--- START OF SOURCE PASSAGE ---

This is the year.

November 11, 2008

I’ve written before in different postings in a different blog about my mother’s affection for all things you can celebrate.  It was one of those things that defined her character.  She loved celebrations.  She had people over.  She cooked.  She baked.  She laughed.  She was joyous.

She decorated.

I love joy.  I love having fun with family and friends.  I love a good party; however, I don’t do as much of the prepping, staging, planning, inviting as my mom did.  It has many times been said that she could do a shindig for 20 with 15 minutes notice.  If I did that at my house we’d all be eating toast and drinking coffee or tea… or just drinking coffee or tea… potentially out of a cup I just washed so we’d have enough clean ones.

As the seasons ran through the years my mom was always one step ahead with her decor.  Table cloths, dish towels, nick knacks, and full sets of dishes danced in and out of her kitchen.  We celebrate with food in this family, and so place settings were a way to celebrate the coming of snow, or spring.

I can barely keep ahead of my laundry or on top of the battle I wage with cobwebs in my vaulted ceiling.  To think of having more than my day to day stuff to maintain is overwhelming.  My mom must have been tireless.

--- END OF SOURCE PASSAGE ---

Reproduce verbatim the part of the blog post about the writer's mother from "I’ve written before" to "She was joyous.".

--- START OF SUPPLIED RECORDS ---

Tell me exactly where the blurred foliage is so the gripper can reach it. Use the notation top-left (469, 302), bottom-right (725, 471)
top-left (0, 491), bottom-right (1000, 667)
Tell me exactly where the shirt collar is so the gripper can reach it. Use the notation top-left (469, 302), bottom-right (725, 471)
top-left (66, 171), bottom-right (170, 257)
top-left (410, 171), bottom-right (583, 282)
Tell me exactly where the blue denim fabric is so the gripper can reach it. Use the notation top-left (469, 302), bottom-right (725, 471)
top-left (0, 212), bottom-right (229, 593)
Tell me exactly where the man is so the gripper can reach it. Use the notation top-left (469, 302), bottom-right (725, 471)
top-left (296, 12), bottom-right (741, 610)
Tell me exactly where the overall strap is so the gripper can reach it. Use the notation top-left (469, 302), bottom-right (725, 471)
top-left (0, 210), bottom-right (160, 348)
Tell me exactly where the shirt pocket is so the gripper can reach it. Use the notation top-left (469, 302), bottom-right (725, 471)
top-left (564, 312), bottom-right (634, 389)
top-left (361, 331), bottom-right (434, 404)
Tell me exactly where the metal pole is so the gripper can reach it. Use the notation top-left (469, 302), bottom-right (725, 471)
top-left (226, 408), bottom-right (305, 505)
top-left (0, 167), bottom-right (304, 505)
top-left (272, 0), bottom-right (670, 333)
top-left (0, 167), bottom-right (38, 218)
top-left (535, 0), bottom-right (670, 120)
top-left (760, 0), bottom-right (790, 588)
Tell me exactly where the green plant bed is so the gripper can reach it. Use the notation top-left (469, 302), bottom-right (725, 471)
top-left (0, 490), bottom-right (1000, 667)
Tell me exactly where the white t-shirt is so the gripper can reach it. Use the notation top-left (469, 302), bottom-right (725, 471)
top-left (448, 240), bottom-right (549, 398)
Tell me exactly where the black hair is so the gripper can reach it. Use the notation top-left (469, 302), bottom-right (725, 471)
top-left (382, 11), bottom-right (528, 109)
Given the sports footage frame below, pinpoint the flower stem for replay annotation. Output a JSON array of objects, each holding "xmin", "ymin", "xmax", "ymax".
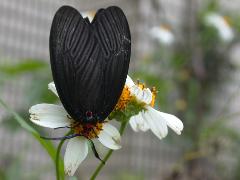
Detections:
[
  {"xmin": 55, "ymin": 132, "xmax": 71, "ymax": 180},
  {"xmin": 90, "ymin": 122, "xmax": 127, "ymax": 180}
]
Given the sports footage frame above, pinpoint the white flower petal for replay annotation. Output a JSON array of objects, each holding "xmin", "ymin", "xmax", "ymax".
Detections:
[
  {"xmin": 160, "ymin": 112, "xmax": 183, "ymax": 135},
  {"xmin": 143, "ymin": 106, "xmax": 168, "ymax": 139},
  {"xmin": 48, "ymin": 82, "xmax": 59, "ymax": 97},
  {"xmin": 98, "ymin": 123, "xmax": 121, "ymax": 150},
  {"xmin": 125, "ymin": 76, "xmax": 135, "ymax": 88},
  {"xmin": 129, "ymin": 112, "xmax": 149, "ymax": 132},
  {"xmin": 129, "ymin": 85, "xmax": 143, "ymax": 101},
  {"xmin": 142, "ymin": 88, "xmax": 152, "ymax": 104},
  {"xmin": 29, "ymin": 104, "xmax": 71, "ymax": 128},
  {"xmin": 64, "ymin": 137, "xmax": 88, "ymax": 176}
]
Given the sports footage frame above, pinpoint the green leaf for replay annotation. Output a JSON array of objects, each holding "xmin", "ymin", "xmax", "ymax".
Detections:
[
  {"xmin": 0, "ymin": 99, "xmax": 64, "ymax": 179},
  {"xmin": 0, "ymin": 59, "xmax": 47, "ymax": 75}
]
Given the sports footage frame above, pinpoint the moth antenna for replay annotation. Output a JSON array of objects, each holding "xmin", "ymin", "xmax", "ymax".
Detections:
[
  {"xmin": 40, "ymin": 134, "xmax": 82, "ymax": 140},
  {"xmin": 88, "ymin": 139, "xmax": 105, "ymax": 164}
]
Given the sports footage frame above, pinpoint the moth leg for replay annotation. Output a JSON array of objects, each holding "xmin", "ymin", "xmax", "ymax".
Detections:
[{"xmin": 88, "ymin": 139, "xmax": 105, "ymax": 164}]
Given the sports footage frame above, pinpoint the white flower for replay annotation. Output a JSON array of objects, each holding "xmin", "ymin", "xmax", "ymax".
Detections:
[
  {"xmin": 149, "ymin": 25, "xmax": 174, "ymax": 45},
  {"xmin": 81, "ymin": 11, "xmax": 95, "ymax": 22},
  {"xmin": 29, "ymin": 83, "xmax": 121, "ymax": 176},
  {"xmin": 205, "ymin": 13, "xmax": 234, "ymax": 41},
  {"xmin": 125, "ymin": 76, "xmax": 183, "ymax": 139}
]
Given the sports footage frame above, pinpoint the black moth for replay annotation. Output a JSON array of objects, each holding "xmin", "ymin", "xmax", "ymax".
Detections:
[{"xmin": 50, "ymin": 6, "xmax": 131, "ymax": 124}]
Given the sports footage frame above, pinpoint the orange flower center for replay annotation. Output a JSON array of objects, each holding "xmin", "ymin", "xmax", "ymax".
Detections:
[
  {"xmin": 114, "ymin": 81, "xmax": 157, "ymax": 110},
  {"xmin": 71, "ymin": 121, "xmax": 103, "ymax": 139},
  {"xmin": 115, "ymin": 85, "xmax": 132, "ymax": 110}
]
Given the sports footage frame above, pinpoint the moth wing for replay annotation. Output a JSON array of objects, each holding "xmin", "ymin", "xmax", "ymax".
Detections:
[
  {"xmin": 50, "ymin": 6, "xmax": 104, "ymax": 121},
  {"xmin": 92, "ymin": 6, "xmax": 131, "ymax": 118}
]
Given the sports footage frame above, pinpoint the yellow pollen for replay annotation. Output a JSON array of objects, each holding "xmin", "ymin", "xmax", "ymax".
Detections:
[
  {"xmin": 137, "ymin": 81, "xmax": 145, "ymax": 90},
  {"xmin": 71, "ymin": 122, "xmax": 103, "ymax": 139},
  {"xmin": 115, "ymin": 86, "xmax": 132, "ymax": 110},
  {"xmin": 150, "ymin": 87, "xmax": 157, "ymax": 107}
]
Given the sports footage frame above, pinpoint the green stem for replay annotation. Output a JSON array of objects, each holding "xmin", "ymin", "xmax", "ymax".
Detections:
[
  {"xmin": 90, "ymin": 122, "xmax": 127, "ymax": 180},
  {"xmin": 55, "ymin": 131, "xmax": 71, "ymax": 180}
]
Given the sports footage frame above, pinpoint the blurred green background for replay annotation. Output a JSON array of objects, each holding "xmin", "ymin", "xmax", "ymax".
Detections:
[{"xmin": 0, "ymin": 0, "xmax": 240, "ymax": 180}]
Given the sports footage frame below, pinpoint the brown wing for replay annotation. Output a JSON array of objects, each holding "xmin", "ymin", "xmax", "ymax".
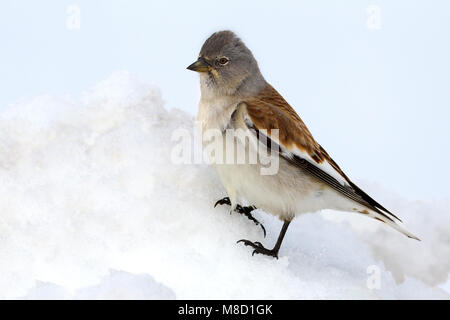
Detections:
[{"xmin": 243, "ymin": 84, "xmax": 400, "ymax": 221}]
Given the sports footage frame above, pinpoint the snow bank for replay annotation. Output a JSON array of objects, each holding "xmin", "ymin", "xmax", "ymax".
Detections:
[{"xmin": 0, "ymin": 72, "xmax": 450, "ymax": 299}]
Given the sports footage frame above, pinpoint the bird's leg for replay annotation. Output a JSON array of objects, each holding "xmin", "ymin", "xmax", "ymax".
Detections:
[
  {"xmin": 214, "ymin": 197, "xmax": 231, "ymax": 208},
  {"xmin": 214, "ymin": 197, "xmax": 266, "ymax": 238},
  {"xmin": 238, "ymin": 221, "xmax": 291, "ymax": 259}
]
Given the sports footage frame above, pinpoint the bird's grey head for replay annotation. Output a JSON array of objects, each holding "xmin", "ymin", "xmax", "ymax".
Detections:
[{"xmin": 188, "ymin": 31, "xmax": 265, "ymax": 96}]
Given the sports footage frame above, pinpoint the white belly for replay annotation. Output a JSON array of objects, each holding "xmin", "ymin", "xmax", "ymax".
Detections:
[{"xmin": 213, "ymin": 134, "xmax": 361, "ymax": 219}]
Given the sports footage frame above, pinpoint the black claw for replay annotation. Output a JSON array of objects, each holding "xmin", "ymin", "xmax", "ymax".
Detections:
[
  {"xmin": 214, "ymin": 197, "xmax": 267, "ymax": 238},
  {"xmin": 236, "ymin": 204, "xmax": 266, "ymax": 238},
  {"xmin": 214, "ymin": 197, "xmax": 231, "ymax": 208},
  {"xmin": 237, "ymin": 239, "xmax": 278, "ymax": 259}
]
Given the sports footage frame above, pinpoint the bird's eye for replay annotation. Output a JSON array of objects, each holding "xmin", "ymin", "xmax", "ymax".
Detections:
[{"xmin": 218, "ymin": 57, "xmax": 229, "ymax": 66}]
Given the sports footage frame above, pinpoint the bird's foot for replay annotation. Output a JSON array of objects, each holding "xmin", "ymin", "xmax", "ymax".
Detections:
[
  {"xmin": 237, "ymin": 239, "xmax": 278, "ymax": 259},
  {"xmin": 214, "ymin": 197, "xmax": 231, "ymax": 208},
  {"xmin": 214, "ymin": 197, "xmax": 266, "ymax": 238},
  {"xmin": 236, "ymin": 204, "xmax": 266, "ymax": 238}
]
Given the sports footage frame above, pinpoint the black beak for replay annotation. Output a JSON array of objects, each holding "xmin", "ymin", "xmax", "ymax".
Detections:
[{"xmin": 187, "ymin": 57, "xmax": 211, "ymax": 72}]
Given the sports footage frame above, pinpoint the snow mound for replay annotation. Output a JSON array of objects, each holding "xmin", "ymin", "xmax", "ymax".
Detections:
[{"xmin": 0, "ymin": 72, "xmax": 450, "ymax": 299}]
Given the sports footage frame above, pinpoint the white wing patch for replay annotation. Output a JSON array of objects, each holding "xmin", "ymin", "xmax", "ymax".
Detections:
[{"xmin": 283, "ymin": 146, "xmax": 350, "ymax": 186}]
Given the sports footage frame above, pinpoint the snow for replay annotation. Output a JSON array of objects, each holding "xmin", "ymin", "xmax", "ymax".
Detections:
[{"xmin": 0, "ymin": 72, "xmax": 450, "ymax": 299}]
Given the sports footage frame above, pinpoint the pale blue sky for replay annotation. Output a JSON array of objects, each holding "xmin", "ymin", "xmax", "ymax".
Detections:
[{"xmin": 0, "ymin": 0, "xmax": 450, "ymax": 199}]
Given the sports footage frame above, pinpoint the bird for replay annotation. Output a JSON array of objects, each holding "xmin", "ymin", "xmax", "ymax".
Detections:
[{"xmin": 187, "ymin": 30, "xmax": 420, "ymax": 258}]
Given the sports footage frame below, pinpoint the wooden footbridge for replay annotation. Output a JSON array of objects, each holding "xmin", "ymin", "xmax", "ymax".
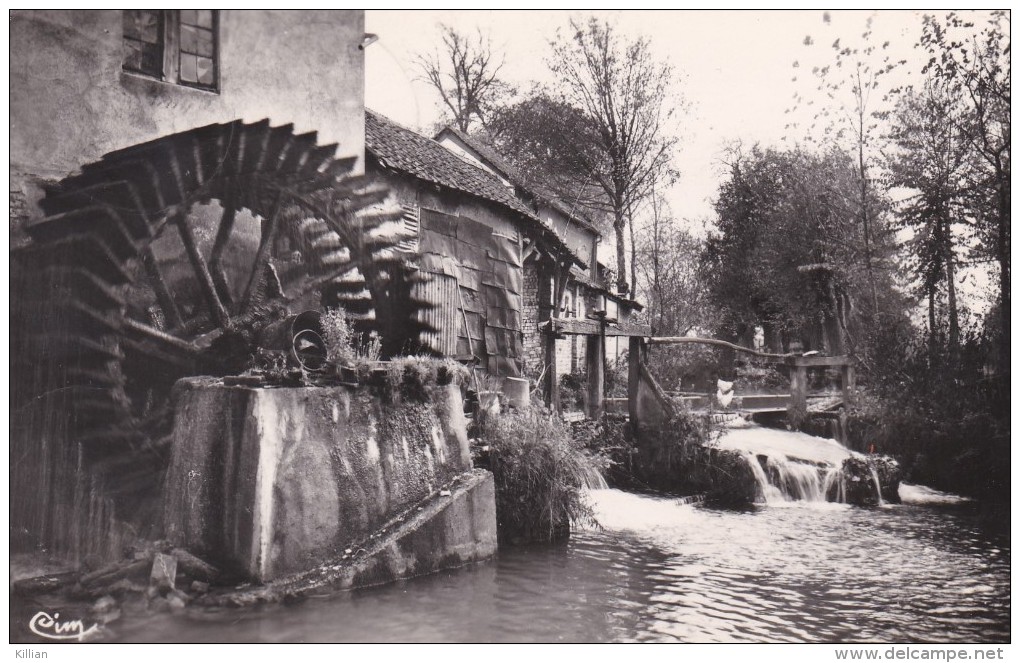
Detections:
[{"xmin": 544, "ymin": 318, "xmax": 855, "ymax": 424}]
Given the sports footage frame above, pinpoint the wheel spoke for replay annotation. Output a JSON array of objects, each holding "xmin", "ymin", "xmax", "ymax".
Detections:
[
  {"xmin": 173, "ymin": 210, "xmax": 230, "ymax": 326},
  {"xmin": 142, "ymin": 246, "xmax": 182, "ymax": 327},
  {"xmin": 123, "ymin": 318, "xmax": 201, "ymax": 362},
  {"xmin": 237, "ymin": 192, "xmax": 284, "ymax": 313},
  {"xmin": 209, "ymin": 199, "xmax": 237, "ymax": 309}
]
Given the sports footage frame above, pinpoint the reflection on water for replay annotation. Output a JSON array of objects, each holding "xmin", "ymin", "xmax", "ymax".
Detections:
[{"xmin": 101, "ymin": 491, "xmax": 1010, "ymax": 643}]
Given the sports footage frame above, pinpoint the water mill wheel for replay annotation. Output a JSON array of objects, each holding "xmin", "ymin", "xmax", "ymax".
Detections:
[{"xmin": 11, "ymin": 120, "xmax": 430, "ymax": 546}]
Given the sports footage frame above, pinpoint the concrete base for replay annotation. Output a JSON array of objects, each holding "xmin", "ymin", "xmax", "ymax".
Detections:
[
  {"xmin": 163, "ymin": 378, "xmax": 473, "ymax": 582},
  {"xmin": 199, "ymin": 469, "xmax": 497, "ymax": 606}
]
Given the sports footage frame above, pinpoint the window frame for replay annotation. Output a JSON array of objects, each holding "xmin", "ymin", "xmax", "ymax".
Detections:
[{"xmin": 120, "ymin": 9, "xmax": 221, "ymax": 94}]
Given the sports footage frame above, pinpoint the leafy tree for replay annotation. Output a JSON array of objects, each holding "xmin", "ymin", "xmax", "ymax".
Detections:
[
  {"xmin": 417, "ymin": 26, "xmax": 510, "ymax": 133},
  {"xmin": 919, "ymin": 11, "xmax": 1011, "ymax": 366},
  {"xmin": 549, "ymin": 18, "xmax": 678, "ymax": 292},
  {"xmin": 792, "ymin": 12, "xmax": 906, "ymax": 311},
  {"xmin": 704, "ymin": 148, "xmax": 902, "ymax": 358},
  {"xmin": 632, "ymin": 195, "xmax": 714, "ymax": 336},
  {"xmin": 889, "ymin": 79, "xmax": 974, "ymax": 357}
]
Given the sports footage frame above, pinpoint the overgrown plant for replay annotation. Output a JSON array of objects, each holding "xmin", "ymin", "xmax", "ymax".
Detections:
[
  {"xmin": 481, "ymin": 407, "xmax": 608, "ymax": 543},
  {"xmin": 319, "ymin": 308, "xmax": 383, "ymax": 366}
]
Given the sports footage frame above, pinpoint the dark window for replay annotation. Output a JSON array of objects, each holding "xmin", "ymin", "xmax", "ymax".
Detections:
[
  {"xmin": 180, "ymin": 9, "xmax": 216, "ymax": 88},
  {"xmin": 124, "ymin": 9, "xmax": 164, "ymax": 77},
  {"xmin": 123, "ymin": 9, "xmax": 219, "ymax": 90}
]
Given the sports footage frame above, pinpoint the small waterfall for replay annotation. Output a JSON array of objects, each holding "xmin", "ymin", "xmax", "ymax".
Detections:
[
  {"xmin": 581, "ymin": 467, "xmax": 609, "ymax": 491},
  {"xmin": 721, "ymin": 426, "xmax": 884, "ymax": 506},
  {"xmin": 870, "ymin": 465, "xmax": 885, "ymax": 506},
  {"xmin": 822, "ymin": 467, "xmax": 847, "ymax": 504},
  {"xmin": 745, "ymin": 452, "xmax": 844, "ymax": 504}
]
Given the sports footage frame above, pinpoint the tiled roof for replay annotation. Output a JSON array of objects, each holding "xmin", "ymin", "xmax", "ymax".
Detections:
[
  {"xmin": 436, "ymin": 126, "xmax": 602, "ymax": 237},
  {"xmin": 365, "ymin": 108, "xmax": 587, "ymax": 266},
  {"xmin": 436, "ymin": 126, "xmax": 521, "ymax": 182}
]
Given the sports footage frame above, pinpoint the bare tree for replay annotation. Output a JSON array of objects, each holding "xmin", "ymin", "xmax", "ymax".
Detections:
[
  {"xmin": 549, "ymin": 18, "xmax": 678, "ymax": 292},
  {"xmin": 633, "ymin": 194, "xmax": 715, "ymax": 336},
  {"xmin": 416, "ymin": 26, "xmax": 509, "ymax": 133}
]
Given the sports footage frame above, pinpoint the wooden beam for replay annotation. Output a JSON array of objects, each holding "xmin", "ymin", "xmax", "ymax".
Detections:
[
  {"xmin": 584, "ymin": 335, "xmax": 606, "ymax": 419},
  {"xmin": 540, "ymin": 317, "xmax": 651, "ymax": 337},
  {"xmin": 648, "ymin": 337, "xmax": 794, "ymax": 359},
  {"xmin": 543, "ymin": 334, "xmax": 560, "ymax": 412},
  {"xmin": 627, "ymin": 337, "xmax": 645, "ymax": 424},
  {"xmin": 173, "ymin": 211, "xmax": 231, "ymax": 327},
  {"xmin": 238, "ymin": 192, "xmax": 284, "ymax": 313},
  {"xmin": 785, "ymin": 355, "xmax": 850, "ymax": 367},
  {"xmin": 142, "ymin": 244, "xmax": 182, "ymax": 329}
]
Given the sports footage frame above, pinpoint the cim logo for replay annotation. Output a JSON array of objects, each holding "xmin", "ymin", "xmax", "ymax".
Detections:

--- END OF SUPPLIED RECORDS ---

• _CORRECT ANSWER_
I’ve written before in different postings in a different blog about my mother’s affection for all things you can celebrate.  It was one of those things that defined her character.  She loved celebrations.  She had people over.  She cooked.  She baked.  She laughed.  She was joyous.